§ **Excerpt provided**:
[mvapich-discuss] MVAPICH Assertion Error

Gopal Santhanaraman santhana at cse.ohio-state.edu
Sat Jul 7 05:54:22 EDT 2007


 Hi Thomas,

    We have debugged the problem further with respect to the fortran
    test code you had sent earlier.
    please find attached a patch against mvapich2-0.9.8p2 .

    Could you please try it out and let us know how it goes.

 Thanks
 Gopal

On Thu, 5 Jul 2007, OShea, Thomas T. wrote:

> Any luck debugging this problem?
>
>
>
> Thanks,
>
> Tom
>
>
>
>
>
>
>
> ------------------------------------------------------------------------
> --------------------------------
>
> Hi, I posted about a problem with mvapich2 and communicating inside a
>
> node using smp. My computer died and along with it my email, so I'm
>
> using this email account to post a test code that I put together to
>
> illustrate the error I'm getting.
>
>
>
> This code builds 2 arrays on each processor, and then tries to have
>
> the master process (rank = 0) grab the arrays from each other ranks
>
> using remote memory communication with passive synchrization.
>
>
>
> On our system this code will run until it gets to a process that is on
>
> the same node and then it gives the SMP assertion error.
>
>
>
> It was a hard bug to track down because so many things will make it go
>
> away, such as switching the order of the 2 arrays that are passed. If
>
> you pass the larger array first (buff_x), there is no error.
>
>
>
> Hope this helps, and thanks for you time in looking into this.
>
>
>
> Thomas O'Shea
>
> SAIC
>
> -------------- next part --------------
>
>       program smp_test
>
>
>
> c      use mpi
>
>       include 'mpif.h'
>
>       parameter(iu_bnd=20,ju_bnd=20,ku_bnd=20,maxblocks=2)

§ **What you are asked to do**: In the MVAPICH thread, which release is the attached patch made against? The records have no connection to the MVAPICH thread.

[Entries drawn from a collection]
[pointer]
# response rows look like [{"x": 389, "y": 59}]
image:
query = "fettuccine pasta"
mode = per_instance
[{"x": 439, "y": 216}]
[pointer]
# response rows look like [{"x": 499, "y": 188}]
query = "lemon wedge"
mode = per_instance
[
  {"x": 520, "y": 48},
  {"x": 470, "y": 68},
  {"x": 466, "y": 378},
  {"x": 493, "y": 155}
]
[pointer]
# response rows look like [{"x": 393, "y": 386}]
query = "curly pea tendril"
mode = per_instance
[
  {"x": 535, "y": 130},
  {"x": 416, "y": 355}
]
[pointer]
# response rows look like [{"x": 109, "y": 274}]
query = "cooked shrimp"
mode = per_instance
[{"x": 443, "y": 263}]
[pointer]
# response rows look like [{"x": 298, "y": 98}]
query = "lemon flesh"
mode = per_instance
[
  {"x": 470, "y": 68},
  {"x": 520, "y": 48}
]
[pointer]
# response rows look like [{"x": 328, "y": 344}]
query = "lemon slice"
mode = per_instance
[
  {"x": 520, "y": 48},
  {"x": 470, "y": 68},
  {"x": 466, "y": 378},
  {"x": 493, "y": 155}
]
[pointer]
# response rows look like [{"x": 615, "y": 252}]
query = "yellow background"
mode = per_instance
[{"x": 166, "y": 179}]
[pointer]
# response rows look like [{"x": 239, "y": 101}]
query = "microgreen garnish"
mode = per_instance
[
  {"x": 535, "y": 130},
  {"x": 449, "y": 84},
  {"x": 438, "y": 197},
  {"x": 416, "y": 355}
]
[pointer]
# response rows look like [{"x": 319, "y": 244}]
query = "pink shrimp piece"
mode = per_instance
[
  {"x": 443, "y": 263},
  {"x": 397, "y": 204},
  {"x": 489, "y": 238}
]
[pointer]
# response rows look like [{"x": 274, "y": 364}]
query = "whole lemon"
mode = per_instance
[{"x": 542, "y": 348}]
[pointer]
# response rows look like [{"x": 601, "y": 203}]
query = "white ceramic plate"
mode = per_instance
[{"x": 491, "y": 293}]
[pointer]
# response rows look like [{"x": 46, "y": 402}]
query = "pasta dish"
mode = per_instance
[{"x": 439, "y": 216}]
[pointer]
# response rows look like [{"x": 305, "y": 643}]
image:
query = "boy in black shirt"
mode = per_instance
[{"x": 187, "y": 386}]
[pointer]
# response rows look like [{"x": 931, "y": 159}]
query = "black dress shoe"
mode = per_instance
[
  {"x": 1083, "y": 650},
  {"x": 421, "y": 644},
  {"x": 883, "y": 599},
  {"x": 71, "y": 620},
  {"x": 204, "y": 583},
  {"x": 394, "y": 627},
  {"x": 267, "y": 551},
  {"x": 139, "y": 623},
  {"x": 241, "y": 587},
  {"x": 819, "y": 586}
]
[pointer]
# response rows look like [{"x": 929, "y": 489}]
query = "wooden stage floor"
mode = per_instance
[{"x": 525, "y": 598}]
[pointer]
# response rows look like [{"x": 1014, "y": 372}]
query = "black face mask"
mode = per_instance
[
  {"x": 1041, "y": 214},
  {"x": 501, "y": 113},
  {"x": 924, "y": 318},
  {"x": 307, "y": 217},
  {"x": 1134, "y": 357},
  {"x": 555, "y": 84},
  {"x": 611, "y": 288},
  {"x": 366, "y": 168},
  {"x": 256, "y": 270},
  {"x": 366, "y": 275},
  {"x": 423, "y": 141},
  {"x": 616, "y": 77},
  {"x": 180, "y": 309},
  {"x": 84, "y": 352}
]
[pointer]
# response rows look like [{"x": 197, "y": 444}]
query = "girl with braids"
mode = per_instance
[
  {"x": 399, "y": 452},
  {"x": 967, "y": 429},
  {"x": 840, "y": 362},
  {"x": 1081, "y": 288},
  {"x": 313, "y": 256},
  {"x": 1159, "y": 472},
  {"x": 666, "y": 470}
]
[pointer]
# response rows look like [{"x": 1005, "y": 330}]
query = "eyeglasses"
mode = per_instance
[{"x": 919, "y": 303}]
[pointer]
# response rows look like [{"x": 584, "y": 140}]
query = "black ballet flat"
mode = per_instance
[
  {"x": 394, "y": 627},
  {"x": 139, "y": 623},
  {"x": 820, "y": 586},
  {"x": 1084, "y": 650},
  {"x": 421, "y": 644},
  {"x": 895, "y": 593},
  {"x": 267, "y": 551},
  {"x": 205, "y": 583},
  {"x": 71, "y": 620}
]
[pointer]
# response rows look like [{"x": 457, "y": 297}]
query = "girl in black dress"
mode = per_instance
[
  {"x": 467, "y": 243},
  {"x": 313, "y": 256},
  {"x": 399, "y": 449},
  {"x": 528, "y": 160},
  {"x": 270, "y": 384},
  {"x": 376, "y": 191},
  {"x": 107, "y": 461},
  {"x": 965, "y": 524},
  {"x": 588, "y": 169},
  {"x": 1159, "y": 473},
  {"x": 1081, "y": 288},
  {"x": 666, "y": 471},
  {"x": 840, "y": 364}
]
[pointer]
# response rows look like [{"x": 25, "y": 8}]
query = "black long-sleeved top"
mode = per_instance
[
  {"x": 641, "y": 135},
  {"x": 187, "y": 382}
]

---

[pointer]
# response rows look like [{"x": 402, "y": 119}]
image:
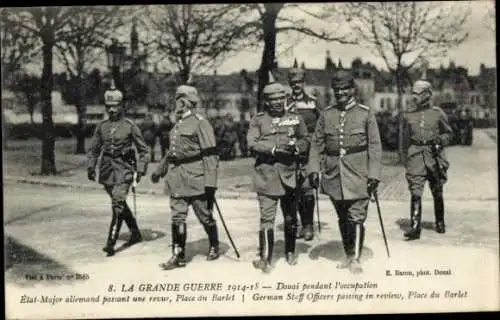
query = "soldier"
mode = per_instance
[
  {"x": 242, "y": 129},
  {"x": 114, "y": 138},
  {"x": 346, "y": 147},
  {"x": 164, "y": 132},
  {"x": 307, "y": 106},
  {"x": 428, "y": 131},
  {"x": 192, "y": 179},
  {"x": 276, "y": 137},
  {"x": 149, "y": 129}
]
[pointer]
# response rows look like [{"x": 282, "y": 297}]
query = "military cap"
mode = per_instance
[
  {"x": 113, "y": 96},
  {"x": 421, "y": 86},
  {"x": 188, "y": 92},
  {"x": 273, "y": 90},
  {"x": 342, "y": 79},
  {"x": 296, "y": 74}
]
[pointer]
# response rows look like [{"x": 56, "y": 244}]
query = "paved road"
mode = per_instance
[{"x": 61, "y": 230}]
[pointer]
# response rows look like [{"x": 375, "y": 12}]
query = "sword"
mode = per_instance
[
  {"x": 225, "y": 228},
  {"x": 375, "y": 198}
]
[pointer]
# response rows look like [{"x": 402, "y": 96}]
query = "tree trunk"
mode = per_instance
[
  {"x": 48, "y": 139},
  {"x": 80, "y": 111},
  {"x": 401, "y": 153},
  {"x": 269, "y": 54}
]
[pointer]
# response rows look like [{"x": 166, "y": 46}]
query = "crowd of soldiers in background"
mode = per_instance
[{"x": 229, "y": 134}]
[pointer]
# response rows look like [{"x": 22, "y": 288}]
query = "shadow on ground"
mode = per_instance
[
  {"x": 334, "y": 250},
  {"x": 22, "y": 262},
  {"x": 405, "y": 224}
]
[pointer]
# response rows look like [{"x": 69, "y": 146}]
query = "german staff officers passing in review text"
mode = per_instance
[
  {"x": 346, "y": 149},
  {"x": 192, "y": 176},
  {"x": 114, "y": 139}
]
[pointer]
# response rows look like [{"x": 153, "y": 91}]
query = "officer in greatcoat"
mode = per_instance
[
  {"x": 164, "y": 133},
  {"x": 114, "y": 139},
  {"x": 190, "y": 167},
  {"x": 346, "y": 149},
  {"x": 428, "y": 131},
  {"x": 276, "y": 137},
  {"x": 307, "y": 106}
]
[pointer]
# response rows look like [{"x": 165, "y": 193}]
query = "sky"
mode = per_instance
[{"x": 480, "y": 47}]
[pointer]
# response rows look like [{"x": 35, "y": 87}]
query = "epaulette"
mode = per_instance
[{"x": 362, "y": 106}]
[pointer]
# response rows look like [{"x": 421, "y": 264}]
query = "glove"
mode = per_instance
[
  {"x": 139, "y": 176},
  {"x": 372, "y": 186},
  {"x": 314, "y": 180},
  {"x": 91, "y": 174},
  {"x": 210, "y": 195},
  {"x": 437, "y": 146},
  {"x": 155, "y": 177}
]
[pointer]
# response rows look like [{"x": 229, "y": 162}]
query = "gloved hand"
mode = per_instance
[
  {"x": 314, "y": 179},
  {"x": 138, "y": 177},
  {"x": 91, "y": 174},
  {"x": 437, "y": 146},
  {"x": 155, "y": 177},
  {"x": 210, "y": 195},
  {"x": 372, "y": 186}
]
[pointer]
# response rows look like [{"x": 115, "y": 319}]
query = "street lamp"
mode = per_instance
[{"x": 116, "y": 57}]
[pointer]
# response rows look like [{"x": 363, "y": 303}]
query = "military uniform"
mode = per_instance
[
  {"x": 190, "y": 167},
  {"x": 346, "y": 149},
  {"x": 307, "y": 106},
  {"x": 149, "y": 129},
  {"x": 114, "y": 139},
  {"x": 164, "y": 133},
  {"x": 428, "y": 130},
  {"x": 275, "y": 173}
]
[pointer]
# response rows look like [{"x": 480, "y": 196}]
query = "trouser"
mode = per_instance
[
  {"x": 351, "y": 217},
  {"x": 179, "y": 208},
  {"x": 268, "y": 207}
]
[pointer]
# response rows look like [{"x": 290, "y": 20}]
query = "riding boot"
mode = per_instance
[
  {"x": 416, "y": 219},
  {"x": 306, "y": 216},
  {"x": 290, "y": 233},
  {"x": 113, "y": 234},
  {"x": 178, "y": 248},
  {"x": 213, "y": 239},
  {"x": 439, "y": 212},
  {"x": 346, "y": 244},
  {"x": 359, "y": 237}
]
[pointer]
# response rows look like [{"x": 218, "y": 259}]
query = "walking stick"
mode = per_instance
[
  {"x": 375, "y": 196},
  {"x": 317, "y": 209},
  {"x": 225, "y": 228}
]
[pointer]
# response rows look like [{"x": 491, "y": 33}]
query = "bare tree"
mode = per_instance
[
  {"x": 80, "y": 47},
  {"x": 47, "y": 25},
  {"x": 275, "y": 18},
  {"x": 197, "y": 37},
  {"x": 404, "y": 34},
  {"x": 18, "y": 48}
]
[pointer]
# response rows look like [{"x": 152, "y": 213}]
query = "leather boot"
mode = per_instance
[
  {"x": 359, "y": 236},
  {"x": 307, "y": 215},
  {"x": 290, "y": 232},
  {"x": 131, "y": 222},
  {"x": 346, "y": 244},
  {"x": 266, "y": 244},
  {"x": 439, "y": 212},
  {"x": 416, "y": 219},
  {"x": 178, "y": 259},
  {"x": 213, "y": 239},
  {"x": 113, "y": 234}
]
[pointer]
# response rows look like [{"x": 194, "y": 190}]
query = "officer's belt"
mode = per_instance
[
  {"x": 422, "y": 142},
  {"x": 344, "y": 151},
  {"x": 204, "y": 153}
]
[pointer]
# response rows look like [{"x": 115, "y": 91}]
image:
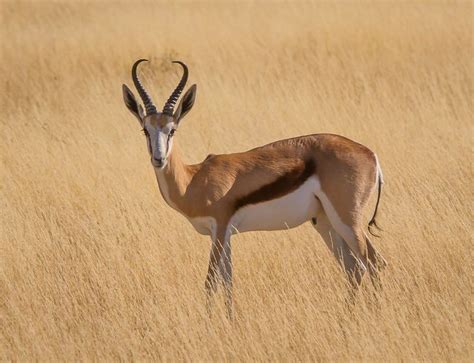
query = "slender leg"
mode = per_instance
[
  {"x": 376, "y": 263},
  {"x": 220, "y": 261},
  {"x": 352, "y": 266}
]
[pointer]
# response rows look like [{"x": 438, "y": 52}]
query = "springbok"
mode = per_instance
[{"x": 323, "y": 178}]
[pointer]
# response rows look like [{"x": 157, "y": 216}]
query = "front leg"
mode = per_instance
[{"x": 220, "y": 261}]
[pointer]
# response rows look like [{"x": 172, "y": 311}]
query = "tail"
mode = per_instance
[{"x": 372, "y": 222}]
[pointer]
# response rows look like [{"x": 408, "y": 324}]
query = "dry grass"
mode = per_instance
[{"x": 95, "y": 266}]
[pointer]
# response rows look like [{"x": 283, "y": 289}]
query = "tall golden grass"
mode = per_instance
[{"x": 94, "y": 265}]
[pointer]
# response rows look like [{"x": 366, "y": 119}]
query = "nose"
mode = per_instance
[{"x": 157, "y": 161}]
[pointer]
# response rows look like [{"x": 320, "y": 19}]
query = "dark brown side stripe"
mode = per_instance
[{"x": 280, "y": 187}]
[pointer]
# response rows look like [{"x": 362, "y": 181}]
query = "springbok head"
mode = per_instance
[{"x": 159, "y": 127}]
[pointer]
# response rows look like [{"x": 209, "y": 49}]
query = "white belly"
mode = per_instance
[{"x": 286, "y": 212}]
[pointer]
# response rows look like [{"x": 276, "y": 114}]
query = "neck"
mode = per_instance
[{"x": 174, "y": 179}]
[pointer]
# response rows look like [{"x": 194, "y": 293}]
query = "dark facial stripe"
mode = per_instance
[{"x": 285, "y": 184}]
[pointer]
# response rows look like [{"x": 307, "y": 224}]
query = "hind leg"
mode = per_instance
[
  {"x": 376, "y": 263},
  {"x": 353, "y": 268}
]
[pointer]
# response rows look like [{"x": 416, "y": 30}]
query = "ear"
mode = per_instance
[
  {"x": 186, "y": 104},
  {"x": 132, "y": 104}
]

...

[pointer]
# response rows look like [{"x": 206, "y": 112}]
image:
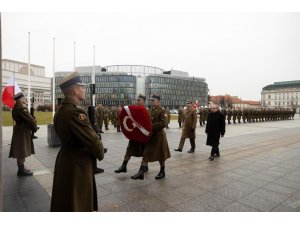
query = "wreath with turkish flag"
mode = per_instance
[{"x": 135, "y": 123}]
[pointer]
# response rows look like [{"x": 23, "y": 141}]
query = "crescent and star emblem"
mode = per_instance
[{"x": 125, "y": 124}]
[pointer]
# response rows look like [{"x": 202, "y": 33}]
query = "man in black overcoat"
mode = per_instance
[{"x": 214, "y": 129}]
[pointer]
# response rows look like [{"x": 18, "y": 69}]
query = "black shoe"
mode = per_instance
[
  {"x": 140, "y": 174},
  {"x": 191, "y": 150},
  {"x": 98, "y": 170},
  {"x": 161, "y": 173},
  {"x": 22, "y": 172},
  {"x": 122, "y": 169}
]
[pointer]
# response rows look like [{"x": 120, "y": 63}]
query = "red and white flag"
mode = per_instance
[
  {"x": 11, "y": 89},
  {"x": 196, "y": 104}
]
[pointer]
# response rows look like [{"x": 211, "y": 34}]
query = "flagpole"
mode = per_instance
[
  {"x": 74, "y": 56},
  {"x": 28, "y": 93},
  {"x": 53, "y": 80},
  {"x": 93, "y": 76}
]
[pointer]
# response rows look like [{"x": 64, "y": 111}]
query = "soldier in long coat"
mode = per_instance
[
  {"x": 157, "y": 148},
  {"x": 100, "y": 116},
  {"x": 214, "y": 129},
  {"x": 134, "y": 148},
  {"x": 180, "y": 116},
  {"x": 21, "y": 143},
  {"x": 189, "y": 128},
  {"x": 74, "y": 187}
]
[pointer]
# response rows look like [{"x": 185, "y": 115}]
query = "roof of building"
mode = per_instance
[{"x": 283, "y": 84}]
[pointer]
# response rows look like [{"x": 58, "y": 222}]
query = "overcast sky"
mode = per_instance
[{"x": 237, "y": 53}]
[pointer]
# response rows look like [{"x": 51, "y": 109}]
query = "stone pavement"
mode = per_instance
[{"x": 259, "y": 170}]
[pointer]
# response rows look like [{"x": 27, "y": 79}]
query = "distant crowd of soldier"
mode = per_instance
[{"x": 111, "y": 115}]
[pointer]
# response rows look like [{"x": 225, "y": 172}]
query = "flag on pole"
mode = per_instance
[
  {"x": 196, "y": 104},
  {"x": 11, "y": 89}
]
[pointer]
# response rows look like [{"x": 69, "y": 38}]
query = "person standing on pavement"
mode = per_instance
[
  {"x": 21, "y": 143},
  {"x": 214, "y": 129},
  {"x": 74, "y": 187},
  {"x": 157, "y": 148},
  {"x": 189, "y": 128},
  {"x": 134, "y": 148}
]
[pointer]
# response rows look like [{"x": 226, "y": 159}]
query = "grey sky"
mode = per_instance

§ **Correct output**: mvapich2-0.9.8p2